ЗАДАНИЕ:
Продолжите текст о решении Эльзы эмигрировать, начиная сразу после его последнего предложения.

ПРЕДЛОЖЕННЫЙ ТЕКСТ:
____
Страница 28 из 40
Эльза: «Моя судьба сошла с рельс. Но я уже Володе своих тайн не поверяла: было ясно, что он все рассказывает Лиле». Маяковского уже нечего было делить, но по этим словам ясно, что, несмотря на внешнее примирение, обида на сестру осталась.
Жизнь ее словно покосилась, приобрела неправильное направление, и Эльза – она ведь была разумная девушка – решила ее выправить.
Эльза собралась эмигрировать. Она никогда не писала о своем романе с французским офицером Триоле ни одного слова, ни в мемуарах, ни в автобиографической прозе… словно его и не было, этого французского офицера. Но был ли это хоть сколько-нибудь роман или жизненный расчет, Эльза собиралась выйти за Триоле замуж и уехать с ним за границу.
И Елена Юльевна хотела уехать – уехать от Лили, увезти Эльзу от Лили и Маяковского. Она понимала, что Маяковский все еще стоял между сестрами, что любовь к нему Эльзы не исчезла. Так, может, Эльзу лучше увезти от всего этого?.. Получается, что причиной эмиграции Эльзы стали не любовь и замужество, ей пришлось сбежать, разорвать любовный треугольник с сестрой и Маяковским.
Дальше – как будто специально, как будто в романе… Елена Юльевна ненавидела Маяковского, считая, что он сломал жизнь Эльзе и опозорил Лилю, а перед отъездом ей пришлось испытать еще одно потрясение. Перед самым ее отъездом началась официальная совместная жизнь Лили «втроем», с Осипом и Маяковским.
Эльза с матерью плыли пароходом из Петрограда. Они остановились в Лилиной квартире, а Лиля не жила дома, они с Осипом и Маяковским переехали на дачу в Левашово. Бедная Елена Юльевна, лучше бы она уехала чуть пораньше и не успела застать этот апогей Лилиного безобразия, ситуации, которую она считала гадкой, пошлой, позорной…
Эльза: «…Для матери такая перемена в Лилиной жизни, к которой она совсем не была подготовлена, оказалась сильным ударом. Она не хотела видеть Маяковского и готова была уехать, не попрощавшись с Лилей».
____
ИСХОДНЫЕ ДАННЫЕ:
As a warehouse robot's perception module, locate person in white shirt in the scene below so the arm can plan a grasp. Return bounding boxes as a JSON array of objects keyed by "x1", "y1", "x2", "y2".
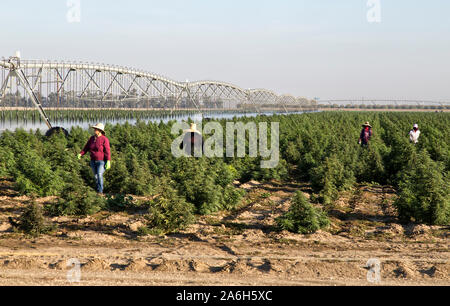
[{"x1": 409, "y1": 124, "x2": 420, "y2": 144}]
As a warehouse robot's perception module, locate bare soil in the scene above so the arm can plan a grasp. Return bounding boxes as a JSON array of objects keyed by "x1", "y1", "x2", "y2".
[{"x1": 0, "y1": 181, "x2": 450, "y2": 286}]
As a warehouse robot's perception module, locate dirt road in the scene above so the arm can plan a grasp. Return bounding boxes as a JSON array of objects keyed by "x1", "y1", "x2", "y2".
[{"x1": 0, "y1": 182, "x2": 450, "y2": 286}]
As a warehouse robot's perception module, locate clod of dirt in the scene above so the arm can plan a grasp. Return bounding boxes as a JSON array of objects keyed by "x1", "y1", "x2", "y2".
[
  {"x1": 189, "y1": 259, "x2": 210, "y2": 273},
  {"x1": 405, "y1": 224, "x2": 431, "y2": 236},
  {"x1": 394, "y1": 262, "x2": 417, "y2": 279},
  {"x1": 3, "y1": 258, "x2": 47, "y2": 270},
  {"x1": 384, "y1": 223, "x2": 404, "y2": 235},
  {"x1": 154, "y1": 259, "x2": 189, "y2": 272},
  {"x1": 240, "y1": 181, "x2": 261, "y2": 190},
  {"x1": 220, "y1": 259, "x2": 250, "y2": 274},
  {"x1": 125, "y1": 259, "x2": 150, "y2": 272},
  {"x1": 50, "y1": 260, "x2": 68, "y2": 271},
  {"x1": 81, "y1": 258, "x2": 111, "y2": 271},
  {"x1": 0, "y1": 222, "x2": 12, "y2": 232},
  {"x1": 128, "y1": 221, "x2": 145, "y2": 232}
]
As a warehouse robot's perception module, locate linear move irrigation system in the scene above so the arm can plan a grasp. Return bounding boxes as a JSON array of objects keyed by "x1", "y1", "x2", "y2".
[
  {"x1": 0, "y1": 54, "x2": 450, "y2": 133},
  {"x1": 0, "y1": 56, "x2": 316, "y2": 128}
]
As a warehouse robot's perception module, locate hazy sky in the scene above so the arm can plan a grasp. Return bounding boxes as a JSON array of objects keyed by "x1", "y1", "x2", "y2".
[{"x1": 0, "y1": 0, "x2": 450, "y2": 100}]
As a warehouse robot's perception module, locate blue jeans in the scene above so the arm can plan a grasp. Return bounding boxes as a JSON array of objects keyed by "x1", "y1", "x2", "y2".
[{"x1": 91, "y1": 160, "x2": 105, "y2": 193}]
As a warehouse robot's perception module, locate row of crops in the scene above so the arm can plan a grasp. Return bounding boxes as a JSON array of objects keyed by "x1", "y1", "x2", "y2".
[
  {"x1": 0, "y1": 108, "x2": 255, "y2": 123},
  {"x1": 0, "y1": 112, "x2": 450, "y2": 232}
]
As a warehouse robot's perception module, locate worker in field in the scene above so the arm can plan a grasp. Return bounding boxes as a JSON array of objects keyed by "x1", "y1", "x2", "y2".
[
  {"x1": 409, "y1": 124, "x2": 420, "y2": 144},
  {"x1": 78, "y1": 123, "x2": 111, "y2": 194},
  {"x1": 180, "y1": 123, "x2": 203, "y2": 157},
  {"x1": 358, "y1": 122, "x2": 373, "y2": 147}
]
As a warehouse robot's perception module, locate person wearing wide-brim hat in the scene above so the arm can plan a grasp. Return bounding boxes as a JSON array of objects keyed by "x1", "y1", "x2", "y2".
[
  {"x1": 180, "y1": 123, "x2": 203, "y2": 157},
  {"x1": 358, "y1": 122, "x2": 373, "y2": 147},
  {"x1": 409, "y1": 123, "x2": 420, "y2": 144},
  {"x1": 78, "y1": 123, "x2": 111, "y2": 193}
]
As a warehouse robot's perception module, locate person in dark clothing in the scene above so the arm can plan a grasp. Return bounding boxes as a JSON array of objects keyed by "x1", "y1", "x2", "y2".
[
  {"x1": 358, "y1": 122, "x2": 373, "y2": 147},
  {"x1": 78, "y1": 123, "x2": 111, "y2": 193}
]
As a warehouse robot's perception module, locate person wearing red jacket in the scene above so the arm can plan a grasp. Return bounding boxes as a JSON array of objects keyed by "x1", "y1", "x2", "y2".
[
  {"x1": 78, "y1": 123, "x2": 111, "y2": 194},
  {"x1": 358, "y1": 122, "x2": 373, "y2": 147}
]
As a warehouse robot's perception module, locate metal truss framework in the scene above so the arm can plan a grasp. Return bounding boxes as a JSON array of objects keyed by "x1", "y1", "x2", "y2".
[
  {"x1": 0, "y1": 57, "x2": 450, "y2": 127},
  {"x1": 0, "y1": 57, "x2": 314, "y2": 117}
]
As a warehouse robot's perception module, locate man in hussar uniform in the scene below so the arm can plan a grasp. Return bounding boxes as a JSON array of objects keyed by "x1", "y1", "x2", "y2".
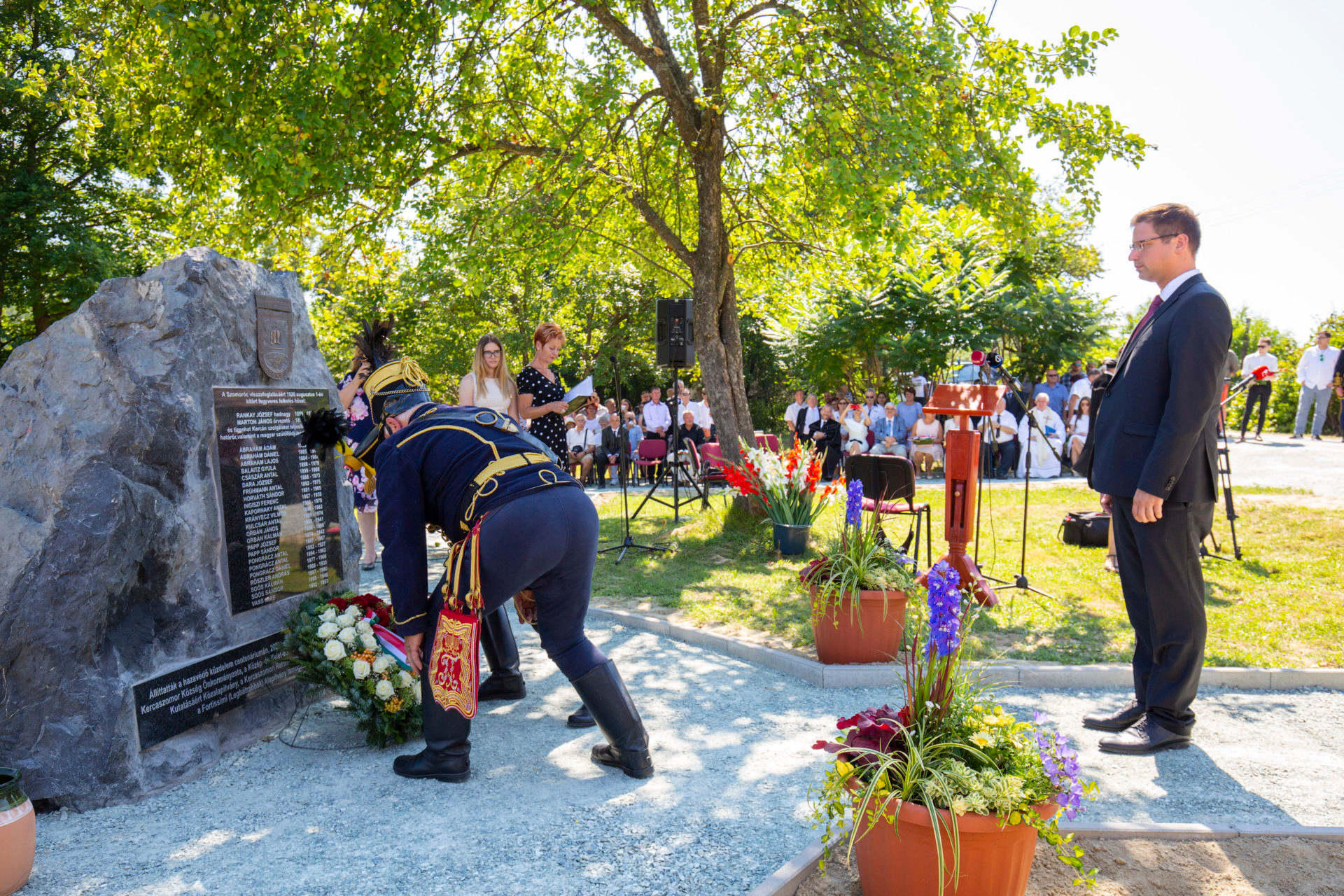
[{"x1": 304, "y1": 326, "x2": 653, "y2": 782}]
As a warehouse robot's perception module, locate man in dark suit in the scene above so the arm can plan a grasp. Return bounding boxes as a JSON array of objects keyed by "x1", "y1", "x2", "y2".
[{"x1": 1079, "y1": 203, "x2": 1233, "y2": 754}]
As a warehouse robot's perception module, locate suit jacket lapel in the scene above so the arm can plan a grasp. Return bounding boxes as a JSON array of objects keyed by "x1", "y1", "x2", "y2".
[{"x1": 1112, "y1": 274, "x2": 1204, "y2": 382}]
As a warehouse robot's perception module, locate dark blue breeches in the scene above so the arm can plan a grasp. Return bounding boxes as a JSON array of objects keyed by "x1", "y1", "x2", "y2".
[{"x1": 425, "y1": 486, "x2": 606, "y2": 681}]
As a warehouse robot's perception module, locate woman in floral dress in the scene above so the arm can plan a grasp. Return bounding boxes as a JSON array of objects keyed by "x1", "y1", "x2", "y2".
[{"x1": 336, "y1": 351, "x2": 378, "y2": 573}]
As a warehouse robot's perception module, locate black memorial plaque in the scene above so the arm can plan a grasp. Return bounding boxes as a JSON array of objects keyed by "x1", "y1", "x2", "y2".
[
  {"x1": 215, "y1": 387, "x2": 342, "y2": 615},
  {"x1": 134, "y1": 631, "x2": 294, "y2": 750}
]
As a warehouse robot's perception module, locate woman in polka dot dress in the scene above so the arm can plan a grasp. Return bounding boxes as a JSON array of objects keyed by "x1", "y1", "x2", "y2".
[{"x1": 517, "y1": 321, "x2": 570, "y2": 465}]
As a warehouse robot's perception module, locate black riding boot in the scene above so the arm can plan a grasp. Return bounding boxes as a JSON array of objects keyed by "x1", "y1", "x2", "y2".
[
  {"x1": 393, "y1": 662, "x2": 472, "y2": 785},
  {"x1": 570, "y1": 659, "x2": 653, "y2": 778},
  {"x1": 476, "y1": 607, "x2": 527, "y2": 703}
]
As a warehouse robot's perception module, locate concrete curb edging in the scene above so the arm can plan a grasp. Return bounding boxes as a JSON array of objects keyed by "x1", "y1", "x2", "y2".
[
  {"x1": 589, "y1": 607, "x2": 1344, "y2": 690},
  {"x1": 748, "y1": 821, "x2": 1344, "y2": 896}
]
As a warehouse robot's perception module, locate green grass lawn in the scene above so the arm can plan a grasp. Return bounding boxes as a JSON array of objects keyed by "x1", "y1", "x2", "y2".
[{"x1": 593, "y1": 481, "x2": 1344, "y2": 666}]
____
ОТВЕТ НА ЗАДАНИЕ:
Елена Юльевна не захотела проститься с Лилей, и на дачу Эльза поехала одна. Увидела всех троих, Лилю, Маяковского, Брика, дачную идиллию в трех снятых комнатах в деревянном доме. Маяковский работал, они с Лилей вдвоем гуляли, собирали грибы, потом все втроем играли в карты, не на деньги, а на мелкую трудовую повинность, как дети в летнем лагере, – кто проиграл, тому выгнать комаров из комнаты или идти на станцию за газетой… Эльза не задала сестре ни одного вопроса.
Эльза: «Подсознательное убеждение, что чужая личная жизнь – нечто неприкосновенное, не позволяло мне не только спросить… как сложится жизнь самых мне близких, любимых людей, но даже показать, что я замечаю новое положение вещей».
Старое положение вещей – когда они любили друг друга по цепочке. Эльза Маяковского, Маяковский Лилю, Лиля Осипа, Осип Маяковского. А новое положение вещей – какое?..
На следующий день Лиля все-таки приехала в город попрощаться с матерью, но Елена Юльевна не повела себя так сдержанно, как Эльза, не захотела «не замечать нового положения вещей». Елена Юльевна не простила Лилю, не примирилась с ней и даже не разрешила себя проводить. А Маяковского не захотела видеть вовсе, и ее можно понять.
Легко представить себе отчаяние Елены Юльевны: ей казалось, что жизнь обеих ее дочерей разбита. Она мечтала, чтобы Эльза вышла замуж за Якобсона, он был одного с ними круга и так же близок их семье с детства, как Осип, и он так долго ухаживал за Эльзой. Вместо того чтобы выйти за него замуж, Эльза влюбилась в Маяковского. Елена Юльевна, наверное, смирилась бы с этим, раз уж так сложилось. Лиля должна была уступить сестре этого ужасного человека. Но нет, ее старшая дочь и сестру обездолила – Эльза бежит от любви к Маяковскому, – и себя опозорила.
Лиля прибежала перед отплытием парохода, в руке у нее был кулек с котлетами для матери и Эльзы, стояла на пристани одна, махала рукой. А Маяковский прятался где-то за углом, как мальчик.
Эльза: «С немыслимой тоской смотрю с палубы на Лиличку, которая тянется к нам, хочет передать нам сверток с котлетами, драгоценным мясом. Вижу ее удивительно маленькие ноги в тоненьких туфлях рядом с вонючей, может быть, холерной лужей, ее тонкую фигурку, глаза…»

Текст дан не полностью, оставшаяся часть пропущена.